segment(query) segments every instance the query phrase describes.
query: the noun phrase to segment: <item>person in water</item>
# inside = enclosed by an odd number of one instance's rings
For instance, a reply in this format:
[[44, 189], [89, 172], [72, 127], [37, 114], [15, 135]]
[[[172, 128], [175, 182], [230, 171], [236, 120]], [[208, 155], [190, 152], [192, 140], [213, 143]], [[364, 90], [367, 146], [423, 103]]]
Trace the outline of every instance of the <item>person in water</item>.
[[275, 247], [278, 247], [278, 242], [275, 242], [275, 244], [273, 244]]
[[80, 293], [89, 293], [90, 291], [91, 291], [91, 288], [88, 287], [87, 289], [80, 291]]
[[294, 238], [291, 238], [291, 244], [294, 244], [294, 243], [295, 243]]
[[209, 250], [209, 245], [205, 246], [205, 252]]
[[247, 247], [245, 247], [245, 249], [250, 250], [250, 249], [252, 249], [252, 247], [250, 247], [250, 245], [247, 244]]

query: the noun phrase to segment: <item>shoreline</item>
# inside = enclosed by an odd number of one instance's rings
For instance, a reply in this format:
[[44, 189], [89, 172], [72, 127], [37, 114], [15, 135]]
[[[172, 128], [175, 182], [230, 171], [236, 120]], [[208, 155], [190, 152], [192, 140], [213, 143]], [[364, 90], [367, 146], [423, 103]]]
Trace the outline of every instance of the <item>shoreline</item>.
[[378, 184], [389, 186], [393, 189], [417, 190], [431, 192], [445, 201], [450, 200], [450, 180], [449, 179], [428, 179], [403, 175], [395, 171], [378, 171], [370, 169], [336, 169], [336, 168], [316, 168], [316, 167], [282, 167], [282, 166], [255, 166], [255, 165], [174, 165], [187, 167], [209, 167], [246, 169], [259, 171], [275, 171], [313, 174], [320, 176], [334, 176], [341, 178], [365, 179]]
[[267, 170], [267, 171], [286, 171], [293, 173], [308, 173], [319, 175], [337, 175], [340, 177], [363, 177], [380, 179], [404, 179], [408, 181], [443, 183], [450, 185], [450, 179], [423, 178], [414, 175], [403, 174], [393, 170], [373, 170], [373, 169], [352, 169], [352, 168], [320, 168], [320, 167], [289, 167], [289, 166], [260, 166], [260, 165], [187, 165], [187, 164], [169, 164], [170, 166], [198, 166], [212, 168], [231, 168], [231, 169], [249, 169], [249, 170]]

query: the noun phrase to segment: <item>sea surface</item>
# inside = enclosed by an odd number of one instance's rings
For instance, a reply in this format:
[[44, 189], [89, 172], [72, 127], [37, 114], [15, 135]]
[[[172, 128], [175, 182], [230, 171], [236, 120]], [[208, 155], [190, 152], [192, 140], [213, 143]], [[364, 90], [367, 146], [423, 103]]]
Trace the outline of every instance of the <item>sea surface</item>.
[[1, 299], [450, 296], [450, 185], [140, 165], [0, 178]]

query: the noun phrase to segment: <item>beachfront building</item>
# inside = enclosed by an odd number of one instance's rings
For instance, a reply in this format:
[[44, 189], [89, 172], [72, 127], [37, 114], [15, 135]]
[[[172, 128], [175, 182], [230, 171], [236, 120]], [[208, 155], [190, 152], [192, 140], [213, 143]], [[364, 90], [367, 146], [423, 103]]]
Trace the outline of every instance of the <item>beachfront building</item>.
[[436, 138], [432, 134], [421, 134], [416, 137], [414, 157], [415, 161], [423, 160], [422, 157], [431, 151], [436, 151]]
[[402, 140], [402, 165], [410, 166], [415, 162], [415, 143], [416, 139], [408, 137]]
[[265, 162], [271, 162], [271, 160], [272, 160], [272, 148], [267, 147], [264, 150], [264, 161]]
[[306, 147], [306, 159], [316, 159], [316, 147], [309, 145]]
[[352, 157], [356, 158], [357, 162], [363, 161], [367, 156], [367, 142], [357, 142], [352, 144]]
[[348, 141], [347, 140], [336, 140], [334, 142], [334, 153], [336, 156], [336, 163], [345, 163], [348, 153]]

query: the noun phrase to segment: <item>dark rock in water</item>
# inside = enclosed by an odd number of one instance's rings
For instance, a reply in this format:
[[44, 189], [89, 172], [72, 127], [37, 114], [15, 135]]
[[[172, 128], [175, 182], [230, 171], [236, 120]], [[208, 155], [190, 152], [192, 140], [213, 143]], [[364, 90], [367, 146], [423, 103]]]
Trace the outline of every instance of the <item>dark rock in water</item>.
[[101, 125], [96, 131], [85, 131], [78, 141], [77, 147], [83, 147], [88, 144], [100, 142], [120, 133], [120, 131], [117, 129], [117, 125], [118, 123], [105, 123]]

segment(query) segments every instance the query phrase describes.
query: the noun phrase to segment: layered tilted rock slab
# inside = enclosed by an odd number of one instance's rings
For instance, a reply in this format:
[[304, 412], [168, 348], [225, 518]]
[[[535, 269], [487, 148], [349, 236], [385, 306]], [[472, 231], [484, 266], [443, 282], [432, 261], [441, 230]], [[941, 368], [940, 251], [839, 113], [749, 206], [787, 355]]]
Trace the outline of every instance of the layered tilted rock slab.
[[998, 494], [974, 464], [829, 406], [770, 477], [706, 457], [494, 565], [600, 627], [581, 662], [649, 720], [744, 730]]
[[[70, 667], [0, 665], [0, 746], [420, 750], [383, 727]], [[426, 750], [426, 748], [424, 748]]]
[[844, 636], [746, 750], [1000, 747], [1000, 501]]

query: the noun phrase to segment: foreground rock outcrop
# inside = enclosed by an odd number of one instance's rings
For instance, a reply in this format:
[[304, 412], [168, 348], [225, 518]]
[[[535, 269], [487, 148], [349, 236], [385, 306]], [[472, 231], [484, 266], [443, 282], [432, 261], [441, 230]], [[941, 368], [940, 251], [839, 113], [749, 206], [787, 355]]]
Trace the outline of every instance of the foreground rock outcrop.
• • •
## [What to do]
The full listing needs to be transcribed exactly.

## [Answer box]
segment(query) segments every instance the query phrase describes.
query: the noun phrase to segment: <item>person in water</item>
# inside = enclosed by an odd number of one instance's rings
For instance, a reply in this format:
[[44, 189], [89, 172], [72, 127], [37, 114], [15, 135]]
[[[172, 128], [175, 182], [230, 171], [236, 120]], [[208, 155], [190, 152], [192, 140], [213, 143]], [[364, 90], [367, 146], [423, 103]]]
Trace the outline of every instance of the <item>person in water</item>.
[[275, 247], [278, 247], [278, 242], [275, 242], [275, 244], [273, 244]]
[[80, 293], [89, 293], [90, 291], [91, 291], [91, 288], [88, 287], [87, 289], [80, 291]]
[[294, 238], [291, 238], [291, 244], [294, 244], [294, 243], [295, 243]]
[[209, 250], [209, 245], [205, 246], [205, 252]]
[[247, 247], [245, 247], [245, 249], [250, 250], [250, 249], [252, 249], [252, 247], [250, 247], [250, 245], [247, 244]]

query: the noun phrase to segment: <item>shoreline</item>
# inside = enclosed by an odd number of one instance's rings
For instance, a reply in this format:
[[44, 189], [89, 172], [72, 127], [37, 114], [15, 135]]
[[[172, 128], [175, 182], [230, 171], [236, 120]], [[208, 155], [190, 152], [192, 140], [213, 143]], [[364, 90], [367, 146], [423, 103]]]
Trace the outline of every instance of the <item>shoreline</item>.
[[378, 184], [389, 186], [393, 189], [417, 190], [431, 192], [445, 201], [450, 200], [450, 180], [449, 179], [428, 179], [403, 175], [395, 171], [378, 171], [370, 169], [336, 169], [336, 168], [316, 168], [316, 167], [282, 167], [282, 166], [255, 166], [255, 165], [174, 165], [187, 167], [209, 167], [246, 169], [259, 171], [275, 171], [313, 174], [320, 176], [334, 176], [341, 178], [365, 179]]
[[267, 170], [267, 171], [286, 171], [293, 173], [308, 173], [319, 175], [337, 175], [340, 177], [363, 177], [380, 179], [404, 179], [408, 181], [443, 183], [450, 185], [450, 179], [423, 178], [414, 175], [403, 174], [393, 170], [373, 170], [373, 169], [352, 169], [352, 168], [320, 168], [320, 167], [289, 167], [289, 166], [260, 166], [260, 165], [187, 165], [187, 164], [169, 164], [170, 166], [198, 166], [212, 168], [231, 168], [231, 169], [249, 169], [249, 170]]

query: the noun phrase to segment: <item>sea surface</item>
# inside = enclosed by an odd number of one instance's rings
For instance, a reply in this format:
[[44, 189], [89, 172], [72, 127], [37, 114], [15, 135]]
[[[172, 128], [175, 182], [230, 171], [236, 120]], [[208, 155], [190, 152], [192, 140], [213, 143]], [[364, 90], [367, 146], [423, 103]]]
Trace the outline of every instance of the <item>sea surface</item>.
[[1, 299], [450, 296], [450, 185], [140, 165], [0, 178]]

query: the noun phrase to segment: <item>beachfront building</item>
# inside = enclosed by an odd number of one instance's rings
For instance, a reply in this format:
[[44, 189], [89, 172], [72, 127], [37, 114], [15, 135]]
[[[172, 128], [175, 182], [230, 171], [236, 120]], [[208, 155], [190, 152], [192, 140], [213, 143]], [[364, 90], [367, 146], [423, 103]]]
Trace the outline of every instance of the <item>beachfront building</item>.
[[436, 138], [432, 134], [421, 134], [416, 137], [414, 157], [415, 161], [423, 160], [422, 157], [431, 151], [436, 151]]
[[402, 140], [402, 165], [410, 166], [415, 162], [415, 143], [416, 139], [408, 137]]
[[265, 162], [271, 162], [271, 160], [272, 160], [272, 148], [267, 147], [264, 150], [264, 161]]
[[306, 147], [306, 159], [316, 159], [316, 147], [309, 145]]
[[352, 157], [356, 158], [357, 162], [363, 161], [367, 156], [367, 142], [357, 142], [352, 144]]
[[348, 141], [347, 140], [336, 140], [334, 142], [334, 153], [336, 156], [336, 163], [345, 163], [348, 153]]

query: the noun phrase to segment: <item>dark rock in water</item>
# inside = enclosed by an odd number of one instance's rings
For instance, a reply in this format:
[[44, 189], [89, 172], [72, 127], [37, 114], [15, 135]]
[[[172, 128], [175, 182], [230, 171], [236, 120]], [[208, 155], [190, 152], [192, 140], [213, 143]], [[364, 90], [367, 146], [423, 103]]]
Trace the outline of every instance of the <item>dark rock in water</item>.
[[101, 125], [96, 131], [85, 131], [78, 141], [77, 147], [83, 147], [88, 144], [100, 142], [120, 133], [120, 131], [117, 129], [117, 125], [118, 123], [105, 123]]

segment(query) segments every instance the query phrase describes.
query: the noun phrase to segment: layered tilted rock slab
# inside = enclosed by an odd number of one instance's rings
For instance, a reply in this format:
[[304, 412], [168, 348], [225, 518]]
[[[535, 269], [487, 148], [349, 236], [385, 306]], [[472, 231], [484, 266], [443, 282], [432, 261], [441, 230]], [[941, 368], [940, 251], [839, 113], [749, 206], [787, 355]]]
Trace the outline of every instance of the layered tilted rock slab.
[[998, 494], [974, 464], [829, 406], [770, 477], [706, 457], [494, 565], [600, 627], [581, 662], [649, 720], [744, 730]]
[[[70, 667], [0, 665], [0, 746], [420, 750], [383, 727]], [[426, 750], [426, 748], [424, 748]]]
[[844, 636], [746, 750], [1000, 747], [1000, 501]]

query: the noun phrase to segment: foreground rock outcrop
# inside = enclosed by an odd number of one instance's rings
For instance, a reply in this format:
[[304, 412], [168, 348], [225, 518]]
[[[535, 269], [487, 148], [349, 236], [385, 306]], [[472, 231], [484, 266], [443, 282], [432, 261], [441, 230]], [[941, 368], [940, 251], [839, 113], [749, 206], [787, 355]]]
Trace the outline of every instance of the foreground rock outcrop.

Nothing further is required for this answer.